> [Goal of the exercise]
The expected output is every line from the one containing "Could you point out the police" to the end of the data below, exactly, and no other line.

(Natural language region descriptions)

• • •

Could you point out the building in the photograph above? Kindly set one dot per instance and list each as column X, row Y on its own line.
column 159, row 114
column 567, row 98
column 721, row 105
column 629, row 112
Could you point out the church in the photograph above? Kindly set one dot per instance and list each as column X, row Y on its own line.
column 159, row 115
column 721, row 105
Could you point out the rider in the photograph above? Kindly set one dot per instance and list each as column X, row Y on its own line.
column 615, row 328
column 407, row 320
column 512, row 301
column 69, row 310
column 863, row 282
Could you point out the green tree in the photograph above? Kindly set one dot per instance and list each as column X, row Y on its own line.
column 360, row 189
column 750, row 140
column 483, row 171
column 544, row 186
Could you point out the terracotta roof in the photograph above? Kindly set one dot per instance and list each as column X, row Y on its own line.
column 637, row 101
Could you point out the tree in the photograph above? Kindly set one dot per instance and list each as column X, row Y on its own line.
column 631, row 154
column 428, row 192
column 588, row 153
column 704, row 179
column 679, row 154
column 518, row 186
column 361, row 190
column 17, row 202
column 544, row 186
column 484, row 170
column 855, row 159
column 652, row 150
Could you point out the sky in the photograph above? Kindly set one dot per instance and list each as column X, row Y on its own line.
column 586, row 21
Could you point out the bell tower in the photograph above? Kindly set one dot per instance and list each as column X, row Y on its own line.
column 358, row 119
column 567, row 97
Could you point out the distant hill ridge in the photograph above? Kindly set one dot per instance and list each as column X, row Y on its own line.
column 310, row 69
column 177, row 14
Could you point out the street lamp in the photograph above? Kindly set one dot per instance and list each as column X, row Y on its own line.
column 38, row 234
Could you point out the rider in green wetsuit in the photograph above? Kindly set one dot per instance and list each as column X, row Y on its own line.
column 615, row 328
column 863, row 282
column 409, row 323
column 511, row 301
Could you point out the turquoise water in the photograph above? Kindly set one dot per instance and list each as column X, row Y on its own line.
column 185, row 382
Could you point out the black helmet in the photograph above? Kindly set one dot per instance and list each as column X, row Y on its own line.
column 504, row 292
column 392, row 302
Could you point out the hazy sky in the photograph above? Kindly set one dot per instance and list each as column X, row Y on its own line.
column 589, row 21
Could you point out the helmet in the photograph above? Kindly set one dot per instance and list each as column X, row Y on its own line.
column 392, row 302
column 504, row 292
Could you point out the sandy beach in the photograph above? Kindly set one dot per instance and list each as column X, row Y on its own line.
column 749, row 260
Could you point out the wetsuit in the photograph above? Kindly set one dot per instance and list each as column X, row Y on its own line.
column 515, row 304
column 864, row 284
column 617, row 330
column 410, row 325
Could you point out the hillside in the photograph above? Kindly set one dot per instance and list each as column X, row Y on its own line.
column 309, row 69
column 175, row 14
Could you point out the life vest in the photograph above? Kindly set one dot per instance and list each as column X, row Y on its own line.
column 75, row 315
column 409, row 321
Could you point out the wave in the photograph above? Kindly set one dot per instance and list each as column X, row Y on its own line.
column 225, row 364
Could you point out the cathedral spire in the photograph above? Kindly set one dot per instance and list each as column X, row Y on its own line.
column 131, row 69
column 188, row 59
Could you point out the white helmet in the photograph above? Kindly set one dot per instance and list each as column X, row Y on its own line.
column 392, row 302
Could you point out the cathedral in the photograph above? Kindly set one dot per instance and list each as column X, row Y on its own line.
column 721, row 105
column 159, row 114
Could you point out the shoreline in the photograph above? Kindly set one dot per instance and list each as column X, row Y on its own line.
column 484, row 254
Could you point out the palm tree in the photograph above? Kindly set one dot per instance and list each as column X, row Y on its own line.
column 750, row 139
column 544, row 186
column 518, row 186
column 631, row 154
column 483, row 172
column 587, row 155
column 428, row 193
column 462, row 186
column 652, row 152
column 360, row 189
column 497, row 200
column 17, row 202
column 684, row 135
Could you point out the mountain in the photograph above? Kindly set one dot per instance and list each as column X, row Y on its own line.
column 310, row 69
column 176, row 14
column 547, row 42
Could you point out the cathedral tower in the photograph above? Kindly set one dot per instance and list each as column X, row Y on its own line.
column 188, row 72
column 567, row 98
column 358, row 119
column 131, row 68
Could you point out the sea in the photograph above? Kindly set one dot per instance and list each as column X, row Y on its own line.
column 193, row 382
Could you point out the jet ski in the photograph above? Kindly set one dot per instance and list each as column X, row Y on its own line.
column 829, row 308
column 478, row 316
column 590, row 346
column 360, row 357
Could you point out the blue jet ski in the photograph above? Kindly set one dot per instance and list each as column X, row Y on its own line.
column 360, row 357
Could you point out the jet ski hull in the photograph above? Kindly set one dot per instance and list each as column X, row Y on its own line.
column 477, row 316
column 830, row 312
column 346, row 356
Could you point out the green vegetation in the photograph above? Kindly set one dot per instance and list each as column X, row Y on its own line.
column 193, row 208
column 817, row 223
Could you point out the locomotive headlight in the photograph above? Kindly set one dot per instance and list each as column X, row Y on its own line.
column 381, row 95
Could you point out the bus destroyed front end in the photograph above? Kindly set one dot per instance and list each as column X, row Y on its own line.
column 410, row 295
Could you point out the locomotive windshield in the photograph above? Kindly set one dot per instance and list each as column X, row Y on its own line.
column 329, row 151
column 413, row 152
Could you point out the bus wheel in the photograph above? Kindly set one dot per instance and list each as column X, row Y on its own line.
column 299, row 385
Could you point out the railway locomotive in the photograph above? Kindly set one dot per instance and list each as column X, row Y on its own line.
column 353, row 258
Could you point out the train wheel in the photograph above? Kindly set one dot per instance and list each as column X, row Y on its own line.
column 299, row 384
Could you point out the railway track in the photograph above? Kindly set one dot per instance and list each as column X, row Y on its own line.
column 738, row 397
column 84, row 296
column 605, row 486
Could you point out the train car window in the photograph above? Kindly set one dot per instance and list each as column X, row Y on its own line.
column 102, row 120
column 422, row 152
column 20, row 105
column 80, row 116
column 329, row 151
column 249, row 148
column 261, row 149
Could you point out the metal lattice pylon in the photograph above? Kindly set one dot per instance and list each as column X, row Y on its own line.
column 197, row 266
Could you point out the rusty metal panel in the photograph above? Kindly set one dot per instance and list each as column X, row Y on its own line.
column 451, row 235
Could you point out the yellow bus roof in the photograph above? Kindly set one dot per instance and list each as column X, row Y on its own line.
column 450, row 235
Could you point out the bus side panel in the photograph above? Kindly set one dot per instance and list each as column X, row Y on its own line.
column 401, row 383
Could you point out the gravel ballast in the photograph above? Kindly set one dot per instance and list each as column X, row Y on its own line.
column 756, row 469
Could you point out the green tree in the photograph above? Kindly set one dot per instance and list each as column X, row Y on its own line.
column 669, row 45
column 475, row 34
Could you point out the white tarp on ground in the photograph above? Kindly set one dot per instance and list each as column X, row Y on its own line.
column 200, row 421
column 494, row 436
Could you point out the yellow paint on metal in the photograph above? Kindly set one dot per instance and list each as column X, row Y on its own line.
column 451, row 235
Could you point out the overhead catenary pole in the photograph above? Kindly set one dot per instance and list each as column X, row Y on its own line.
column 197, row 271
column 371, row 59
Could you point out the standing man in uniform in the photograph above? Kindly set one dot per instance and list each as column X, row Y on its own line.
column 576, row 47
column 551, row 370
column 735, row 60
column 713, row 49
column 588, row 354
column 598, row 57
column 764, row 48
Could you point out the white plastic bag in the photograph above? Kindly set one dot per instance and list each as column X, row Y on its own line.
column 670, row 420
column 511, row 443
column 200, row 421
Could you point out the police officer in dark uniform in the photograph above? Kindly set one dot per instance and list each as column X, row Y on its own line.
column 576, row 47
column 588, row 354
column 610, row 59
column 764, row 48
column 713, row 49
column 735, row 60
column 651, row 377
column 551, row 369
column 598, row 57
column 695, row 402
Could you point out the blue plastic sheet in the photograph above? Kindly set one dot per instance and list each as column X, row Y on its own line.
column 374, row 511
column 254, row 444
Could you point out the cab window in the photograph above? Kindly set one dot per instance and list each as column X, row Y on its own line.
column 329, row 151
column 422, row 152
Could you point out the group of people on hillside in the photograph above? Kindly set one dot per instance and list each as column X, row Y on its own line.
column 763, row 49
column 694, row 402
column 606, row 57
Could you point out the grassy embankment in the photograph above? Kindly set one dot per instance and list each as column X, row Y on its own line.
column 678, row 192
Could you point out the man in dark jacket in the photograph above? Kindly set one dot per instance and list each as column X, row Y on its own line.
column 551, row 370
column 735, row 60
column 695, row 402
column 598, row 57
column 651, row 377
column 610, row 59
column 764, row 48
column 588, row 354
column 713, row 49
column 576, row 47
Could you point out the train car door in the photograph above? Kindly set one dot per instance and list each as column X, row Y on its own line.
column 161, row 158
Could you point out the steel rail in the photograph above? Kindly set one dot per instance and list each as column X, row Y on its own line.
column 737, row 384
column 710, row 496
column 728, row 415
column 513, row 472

• • •

> [Output]
Could you point out the police officer in dark uniform in the photograph above? Kindly set one dot per instance and list each as column X, row Y on its own line.
column 576, row 47
column 588, row 354
column 610, row 59
column 764, row 48
column 713, row 49
column 735, row 60
column 651, row 377
column 551, row 369
column 598, row 57
column 695, row 402
Could you point out the blue plastic sheet in the photograph above? Kindly set one dot per instance and list each as column X, row Y on its own line.
column 374, row 511
column 254, row 444
Could you point out the cab window in the photograph above? Kindly set one dot per instance and list each as column X, row Y on its own line.
column 329, row 151
column 422, row 152
Could you point out the group of people on hillside in the photograph above? Kindly set one dot per instance and list each as column X, row Y on its own line.
column 763, row 49
column 694, row 402
column 606, row 57
Could you point out the grassy embankment in the photograph above? Kindly set one dot per instance and list each as column X, row Y on its own line.
column 678, row 192
Could you point out the man in dark jacket in the photograph above? Kindly set one dot per instance and list each as column X, row Y on its own line.
column 551, row 370
column 735, row 60
column 695, row 402
column 598, row 57
column 651, row 377
column 610, row 59
column 764, row 48
column 588, row 354
column 713, row 49
column 576, row 47
Could you point out the train car door in the photograph above? Kindly set one dot per instance and list each as column X, row Y on its own line.
column 161, row 158
Could you point out the steel rail in the photograph above? Kindly set one dot per instance and list each as column X, row Y on its own line.
column 737, row 384
column 710, row 496
column 728, row 415
column 513, row 472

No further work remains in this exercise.